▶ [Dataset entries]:
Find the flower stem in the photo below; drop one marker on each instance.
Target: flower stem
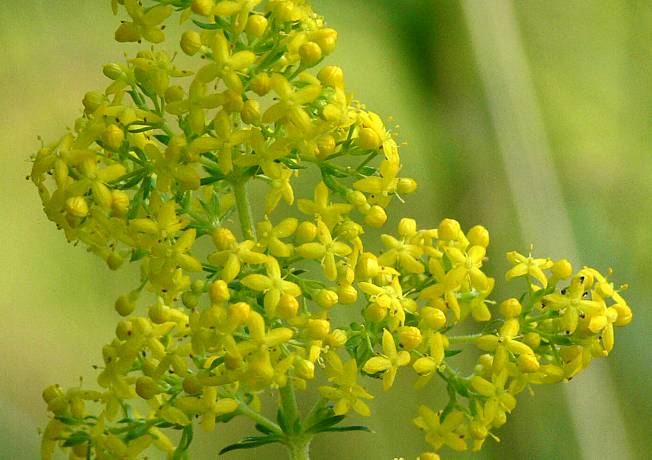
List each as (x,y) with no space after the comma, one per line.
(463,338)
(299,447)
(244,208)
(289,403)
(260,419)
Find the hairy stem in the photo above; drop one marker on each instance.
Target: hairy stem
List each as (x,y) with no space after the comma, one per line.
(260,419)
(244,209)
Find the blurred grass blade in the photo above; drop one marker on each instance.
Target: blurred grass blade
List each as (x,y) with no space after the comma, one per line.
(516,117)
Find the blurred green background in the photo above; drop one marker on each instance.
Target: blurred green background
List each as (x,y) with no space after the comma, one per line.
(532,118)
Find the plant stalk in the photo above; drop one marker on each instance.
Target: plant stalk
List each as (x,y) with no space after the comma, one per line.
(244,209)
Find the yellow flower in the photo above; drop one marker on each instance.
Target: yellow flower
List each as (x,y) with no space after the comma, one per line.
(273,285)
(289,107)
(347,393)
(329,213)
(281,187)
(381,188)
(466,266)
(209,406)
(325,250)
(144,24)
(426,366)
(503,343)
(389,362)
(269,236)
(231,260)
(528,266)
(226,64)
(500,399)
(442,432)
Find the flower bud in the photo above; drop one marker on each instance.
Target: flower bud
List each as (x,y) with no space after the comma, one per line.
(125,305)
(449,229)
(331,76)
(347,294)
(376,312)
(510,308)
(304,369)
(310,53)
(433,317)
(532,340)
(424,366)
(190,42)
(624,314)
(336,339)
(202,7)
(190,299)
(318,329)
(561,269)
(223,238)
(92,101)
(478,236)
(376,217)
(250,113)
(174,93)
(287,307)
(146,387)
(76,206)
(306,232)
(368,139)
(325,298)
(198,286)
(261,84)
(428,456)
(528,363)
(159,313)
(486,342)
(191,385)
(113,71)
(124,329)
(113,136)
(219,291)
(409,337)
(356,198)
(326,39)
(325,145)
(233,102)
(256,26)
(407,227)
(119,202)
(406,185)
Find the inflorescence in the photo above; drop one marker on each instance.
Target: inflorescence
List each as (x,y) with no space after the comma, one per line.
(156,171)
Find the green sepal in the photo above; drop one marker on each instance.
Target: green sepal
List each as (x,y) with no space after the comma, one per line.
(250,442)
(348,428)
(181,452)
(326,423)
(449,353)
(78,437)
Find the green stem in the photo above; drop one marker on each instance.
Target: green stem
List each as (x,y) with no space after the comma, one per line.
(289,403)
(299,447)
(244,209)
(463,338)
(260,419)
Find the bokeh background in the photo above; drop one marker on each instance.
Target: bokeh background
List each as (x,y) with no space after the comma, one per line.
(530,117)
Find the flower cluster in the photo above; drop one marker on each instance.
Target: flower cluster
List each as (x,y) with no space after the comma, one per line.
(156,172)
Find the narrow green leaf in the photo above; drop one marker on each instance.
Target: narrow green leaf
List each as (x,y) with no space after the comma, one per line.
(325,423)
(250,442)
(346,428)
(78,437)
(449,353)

▶ [Exercise instructions]: Work out how many lines in the records above hold the string "stem", then give only that count.

▶ [Response to the exercise]: 6